[Start RECORD SET]

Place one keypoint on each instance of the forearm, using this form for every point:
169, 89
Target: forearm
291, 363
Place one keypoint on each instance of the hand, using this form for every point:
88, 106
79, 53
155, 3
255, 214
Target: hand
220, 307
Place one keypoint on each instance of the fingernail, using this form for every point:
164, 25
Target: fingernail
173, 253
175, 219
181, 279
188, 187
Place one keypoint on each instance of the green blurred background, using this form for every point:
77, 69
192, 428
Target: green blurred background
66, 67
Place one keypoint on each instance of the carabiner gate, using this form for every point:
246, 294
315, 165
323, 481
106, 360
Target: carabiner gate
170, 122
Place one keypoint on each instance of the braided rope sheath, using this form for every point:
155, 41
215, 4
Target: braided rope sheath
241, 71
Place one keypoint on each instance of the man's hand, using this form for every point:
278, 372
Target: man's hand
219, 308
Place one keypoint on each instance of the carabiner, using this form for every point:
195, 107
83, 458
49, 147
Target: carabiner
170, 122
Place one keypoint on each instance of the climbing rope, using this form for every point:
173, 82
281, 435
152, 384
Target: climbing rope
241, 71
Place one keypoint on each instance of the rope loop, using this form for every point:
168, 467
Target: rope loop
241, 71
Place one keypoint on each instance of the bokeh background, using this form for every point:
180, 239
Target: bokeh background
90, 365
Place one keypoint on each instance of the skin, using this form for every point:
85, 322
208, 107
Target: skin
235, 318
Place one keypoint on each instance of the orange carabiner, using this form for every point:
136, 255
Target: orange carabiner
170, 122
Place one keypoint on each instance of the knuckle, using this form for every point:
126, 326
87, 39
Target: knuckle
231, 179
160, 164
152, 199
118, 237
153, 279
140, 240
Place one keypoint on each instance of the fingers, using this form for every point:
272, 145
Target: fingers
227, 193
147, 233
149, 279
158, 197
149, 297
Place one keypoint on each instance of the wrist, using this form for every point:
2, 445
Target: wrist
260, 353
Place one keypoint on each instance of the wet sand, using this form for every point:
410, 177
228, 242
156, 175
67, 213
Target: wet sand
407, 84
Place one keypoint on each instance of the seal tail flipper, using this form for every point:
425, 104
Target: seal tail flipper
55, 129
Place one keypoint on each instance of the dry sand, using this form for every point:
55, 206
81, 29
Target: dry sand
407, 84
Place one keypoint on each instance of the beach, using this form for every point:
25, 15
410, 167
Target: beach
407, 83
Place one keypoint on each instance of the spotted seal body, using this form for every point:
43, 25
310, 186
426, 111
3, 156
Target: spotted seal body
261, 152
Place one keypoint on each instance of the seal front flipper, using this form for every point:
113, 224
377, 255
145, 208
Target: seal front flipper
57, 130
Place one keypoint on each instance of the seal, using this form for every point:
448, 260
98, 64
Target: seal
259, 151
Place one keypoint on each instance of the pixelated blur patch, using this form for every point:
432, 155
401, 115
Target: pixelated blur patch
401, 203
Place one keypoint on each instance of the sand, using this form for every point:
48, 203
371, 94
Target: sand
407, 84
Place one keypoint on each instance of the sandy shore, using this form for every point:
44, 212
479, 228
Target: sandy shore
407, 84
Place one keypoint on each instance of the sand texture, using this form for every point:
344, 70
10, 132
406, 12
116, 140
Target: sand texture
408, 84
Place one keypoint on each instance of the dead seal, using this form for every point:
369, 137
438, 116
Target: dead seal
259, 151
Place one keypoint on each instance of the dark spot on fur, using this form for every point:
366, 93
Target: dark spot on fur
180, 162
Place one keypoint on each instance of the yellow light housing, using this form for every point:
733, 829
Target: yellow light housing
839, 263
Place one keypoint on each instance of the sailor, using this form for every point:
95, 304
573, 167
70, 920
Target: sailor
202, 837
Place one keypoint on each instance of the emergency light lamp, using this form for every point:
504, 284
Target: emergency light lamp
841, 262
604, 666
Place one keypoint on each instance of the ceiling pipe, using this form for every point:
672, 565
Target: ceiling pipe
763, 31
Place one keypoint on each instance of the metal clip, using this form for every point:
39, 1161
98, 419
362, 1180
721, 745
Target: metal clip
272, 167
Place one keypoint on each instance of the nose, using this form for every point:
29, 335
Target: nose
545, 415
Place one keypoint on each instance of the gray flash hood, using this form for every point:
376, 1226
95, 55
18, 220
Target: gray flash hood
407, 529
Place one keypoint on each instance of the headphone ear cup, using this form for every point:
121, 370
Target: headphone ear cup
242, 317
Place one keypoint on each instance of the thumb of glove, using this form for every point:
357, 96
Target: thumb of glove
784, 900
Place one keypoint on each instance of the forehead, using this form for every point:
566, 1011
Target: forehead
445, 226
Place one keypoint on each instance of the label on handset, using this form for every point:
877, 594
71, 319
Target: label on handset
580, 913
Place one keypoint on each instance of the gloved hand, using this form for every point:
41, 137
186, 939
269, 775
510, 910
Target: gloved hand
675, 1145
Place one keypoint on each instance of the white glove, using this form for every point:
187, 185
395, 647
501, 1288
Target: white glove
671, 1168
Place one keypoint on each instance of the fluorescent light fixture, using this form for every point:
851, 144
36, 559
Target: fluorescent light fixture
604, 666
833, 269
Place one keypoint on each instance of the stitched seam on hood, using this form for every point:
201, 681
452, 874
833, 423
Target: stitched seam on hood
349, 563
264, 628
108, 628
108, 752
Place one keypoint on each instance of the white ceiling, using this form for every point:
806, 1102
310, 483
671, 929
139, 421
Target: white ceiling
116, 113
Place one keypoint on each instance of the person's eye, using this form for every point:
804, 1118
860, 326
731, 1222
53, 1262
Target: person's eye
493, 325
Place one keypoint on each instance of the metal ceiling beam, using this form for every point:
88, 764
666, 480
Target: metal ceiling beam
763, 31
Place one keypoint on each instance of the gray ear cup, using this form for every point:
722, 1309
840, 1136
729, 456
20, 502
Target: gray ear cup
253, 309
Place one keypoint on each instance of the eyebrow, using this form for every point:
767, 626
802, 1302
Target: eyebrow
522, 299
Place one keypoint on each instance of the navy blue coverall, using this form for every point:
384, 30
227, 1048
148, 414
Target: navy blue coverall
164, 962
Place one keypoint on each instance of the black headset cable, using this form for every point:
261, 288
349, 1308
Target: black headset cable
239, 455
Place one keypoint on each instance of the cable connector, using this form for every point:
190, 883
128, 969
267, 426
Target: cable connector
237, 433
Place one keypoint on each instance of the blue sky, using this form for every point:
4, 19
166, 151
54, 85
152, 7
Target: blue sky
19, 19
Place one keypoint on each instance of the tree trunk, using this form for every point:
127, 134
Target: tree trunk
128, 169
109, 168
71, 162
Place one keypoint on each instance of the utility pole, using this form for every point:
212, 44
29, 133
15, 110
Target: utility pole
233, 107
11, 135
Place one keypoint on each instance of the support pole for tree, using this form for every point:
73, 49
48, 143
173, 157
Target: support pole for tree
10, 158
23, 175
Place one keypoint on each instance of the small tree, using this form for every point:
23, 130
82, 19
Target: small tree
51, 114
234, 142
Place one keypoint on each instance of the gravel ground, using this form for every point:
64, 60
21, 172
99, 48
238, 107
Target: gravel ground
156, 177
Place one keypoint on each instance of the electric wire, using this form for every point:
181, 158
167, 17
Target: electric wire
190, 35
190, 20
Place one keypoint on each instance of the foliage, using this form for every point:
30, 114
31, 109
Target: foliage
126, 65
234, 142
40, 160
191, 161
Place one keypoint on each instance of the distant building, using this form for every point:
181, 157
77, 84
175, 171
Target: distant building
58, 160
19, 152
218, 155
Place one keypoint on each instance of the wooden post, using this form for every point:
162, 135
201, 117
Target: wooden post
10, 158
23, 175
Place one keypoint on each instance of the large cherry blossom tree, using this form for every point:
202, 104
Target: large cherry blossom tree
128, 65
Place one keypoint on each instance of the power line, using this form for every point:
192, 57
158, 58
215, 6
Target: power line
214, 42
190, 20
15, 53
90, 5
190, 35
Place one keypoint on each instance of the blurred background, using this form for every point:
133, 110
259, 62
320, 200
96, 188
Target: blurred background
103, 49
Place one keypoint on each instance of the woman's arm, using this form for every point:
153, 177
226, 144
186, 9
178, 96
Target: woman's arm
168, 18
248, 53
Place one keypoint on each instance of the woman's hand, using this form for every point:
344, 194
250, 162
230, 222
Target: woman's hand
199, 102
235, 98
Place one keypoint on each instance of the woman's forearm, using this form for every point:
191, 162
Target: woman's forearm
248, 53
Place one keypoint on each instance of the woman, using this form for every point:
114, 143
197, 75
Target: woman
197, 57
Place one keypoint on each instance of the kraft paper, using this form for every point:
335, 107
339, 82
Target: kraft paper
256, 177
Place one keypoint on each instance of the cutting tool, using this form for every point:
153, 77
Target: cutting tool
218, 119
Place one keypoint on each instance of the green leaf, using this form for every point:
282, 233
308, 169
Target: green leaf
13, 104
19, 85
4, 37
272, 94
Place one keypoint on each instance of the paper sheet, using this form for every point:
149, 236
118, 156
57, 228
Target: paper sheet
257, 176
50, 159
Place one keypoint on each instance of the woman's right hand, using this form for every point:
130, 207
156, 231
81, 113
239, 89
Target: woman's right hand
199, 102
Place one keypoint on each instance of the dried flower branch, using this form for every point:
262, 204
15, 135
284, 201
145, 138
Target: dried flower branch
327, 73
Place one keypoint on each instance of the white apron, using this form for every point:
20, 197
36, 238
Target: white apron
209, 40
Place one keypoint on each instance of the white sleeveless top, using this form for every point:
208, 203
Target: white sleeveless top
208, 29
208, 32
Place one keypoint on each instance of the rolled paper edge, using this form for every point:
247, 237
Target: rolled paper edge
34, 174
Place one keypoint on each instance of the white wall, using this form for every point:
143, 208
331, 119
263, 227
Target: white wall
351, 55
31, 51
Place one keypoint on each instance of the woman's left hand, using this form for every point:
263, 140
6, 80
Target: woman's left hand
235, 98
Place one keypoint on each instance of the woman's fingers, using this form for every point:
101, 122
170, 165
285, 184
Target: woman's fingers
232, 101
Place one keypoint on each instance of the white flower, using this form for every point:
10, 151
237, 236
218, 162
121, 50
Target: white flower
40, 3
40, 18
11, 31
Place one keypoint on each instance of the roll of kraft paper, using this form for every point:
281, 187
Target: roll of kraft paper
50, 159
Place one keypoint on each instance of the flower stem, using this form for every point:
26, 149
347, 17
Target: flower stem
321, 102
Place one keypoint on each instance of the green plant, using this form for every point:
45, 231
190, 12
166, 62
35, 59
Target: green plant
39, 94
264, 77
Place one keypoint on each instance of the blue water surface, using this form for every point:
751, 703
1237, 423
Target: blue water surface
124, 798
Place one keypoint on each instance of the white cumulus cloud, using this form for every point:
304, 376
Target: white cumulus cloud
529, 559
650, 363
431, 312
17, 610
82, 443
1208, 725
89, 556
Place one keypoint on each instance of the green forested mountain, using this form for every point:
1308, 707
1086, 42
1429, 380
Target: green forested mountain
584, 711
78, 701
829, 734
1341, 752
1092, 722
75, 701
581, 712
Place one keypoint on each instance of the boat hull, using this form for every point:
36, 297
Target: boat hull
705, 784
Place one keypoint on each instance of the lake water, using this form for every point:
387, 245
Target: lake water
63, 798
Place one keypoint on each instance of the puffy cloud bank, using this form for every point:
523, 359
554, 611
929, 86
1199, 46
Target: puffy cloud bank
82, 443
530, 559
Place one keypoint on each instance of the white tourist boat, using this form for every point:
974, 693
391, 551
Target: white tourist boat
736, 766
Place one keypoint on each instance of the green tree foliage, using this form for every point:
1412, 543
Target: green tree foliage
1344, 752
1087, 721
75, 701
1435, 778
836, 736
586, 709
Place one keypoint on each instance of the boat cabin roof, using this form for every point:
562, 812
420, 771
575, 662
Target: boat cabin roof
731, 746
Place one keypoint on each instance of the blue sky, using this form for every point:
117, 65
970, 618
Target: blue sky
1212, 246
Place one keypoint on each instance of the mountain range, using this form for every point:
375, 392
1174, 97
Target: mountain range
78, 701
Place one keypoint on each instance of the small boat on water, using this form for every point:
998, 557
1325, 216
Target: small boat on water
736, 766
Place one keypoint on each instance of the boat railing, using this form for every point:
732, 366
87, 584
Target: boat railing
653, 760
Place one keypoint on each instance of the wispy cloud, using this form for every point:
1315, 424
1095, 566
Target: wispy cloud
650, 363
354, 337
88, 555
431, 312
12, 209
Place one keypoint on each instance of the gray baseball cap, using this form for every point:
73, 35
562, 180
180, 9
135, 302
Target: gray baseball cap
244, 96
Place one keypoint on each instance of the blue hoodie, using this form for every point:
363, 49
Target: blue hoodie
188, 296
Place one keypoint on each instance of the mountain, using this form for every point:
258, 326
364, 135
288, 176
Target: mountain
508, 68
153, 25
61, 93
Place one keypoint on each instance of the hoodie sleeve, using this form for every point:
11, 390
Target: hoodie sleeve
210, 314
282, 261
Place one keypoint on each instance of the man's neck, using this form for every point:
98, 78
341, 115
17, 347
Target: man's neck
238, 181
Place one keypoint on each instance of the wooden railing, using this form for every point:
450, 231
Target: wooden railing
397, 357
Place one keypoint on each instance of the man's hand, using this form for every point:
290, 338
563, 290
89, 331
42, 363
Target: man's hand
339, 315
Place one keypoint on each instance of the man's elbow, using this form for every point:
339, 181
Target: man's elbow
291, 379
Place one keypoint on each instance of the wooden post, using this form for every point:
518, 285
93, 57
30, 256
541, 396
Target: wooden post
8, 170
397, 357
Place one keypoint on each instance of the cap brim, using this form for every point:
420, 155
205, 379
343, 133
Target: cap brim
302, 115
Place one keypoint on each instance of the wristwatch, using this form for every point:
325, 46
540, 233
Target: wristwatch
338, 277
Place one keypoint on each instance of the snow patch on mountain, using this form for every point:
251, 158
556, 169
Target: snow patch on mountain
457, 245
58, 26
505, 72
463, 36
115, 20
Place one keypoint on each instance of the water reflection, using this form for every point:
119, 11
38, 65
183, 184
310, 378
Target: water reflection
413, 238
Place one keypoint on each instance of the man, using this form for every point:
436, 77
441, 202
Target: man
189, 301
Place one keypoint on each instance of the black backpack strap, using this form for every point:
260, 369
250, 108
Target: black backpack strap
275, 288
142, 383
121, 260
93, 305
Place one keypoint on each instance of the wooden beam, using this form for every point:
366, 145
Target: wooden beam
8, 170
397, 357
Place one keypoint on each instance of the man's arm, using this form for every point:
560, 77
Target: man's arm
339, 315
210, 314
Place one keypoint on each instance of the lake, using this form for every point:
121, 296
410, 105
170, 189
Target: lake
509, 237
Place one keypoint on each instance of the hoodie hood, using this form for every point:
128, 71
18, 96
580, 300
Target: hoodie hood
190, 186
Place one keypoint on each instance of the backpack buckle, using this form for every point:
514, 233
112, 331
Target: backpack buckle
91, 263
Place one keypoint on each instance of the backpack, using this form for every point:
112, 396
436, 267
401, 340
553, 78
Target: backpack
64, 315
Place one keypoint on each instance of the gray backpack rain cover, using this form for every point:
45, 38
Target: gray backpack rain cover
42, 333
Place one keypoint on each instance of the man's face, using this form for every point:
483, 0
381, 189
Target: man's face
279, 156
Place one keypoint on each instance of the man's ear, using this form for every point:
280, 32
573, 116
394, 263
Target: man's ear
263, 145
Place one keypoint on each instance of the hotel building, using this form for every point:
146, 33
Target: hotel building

[End RECORD SET]

- TASK OBJECTIVE -
Update the rows from the line containing "Place one keypoint on each instance of the man's ear, using" through the end of the rows by replacing "hotel building" with "apartment building", and write out those lines again with nothing else changed.

- ANSWER TO THIS PROBLEM -
Place one keypoint on each instance of the man's ear, using this form for every point:
280, 32
573, 116
394, 263
Target: man's ear
263, 145
Place one keypoint on each instance of the apartment building, using this form for every point:
146, 33
Target: apartment building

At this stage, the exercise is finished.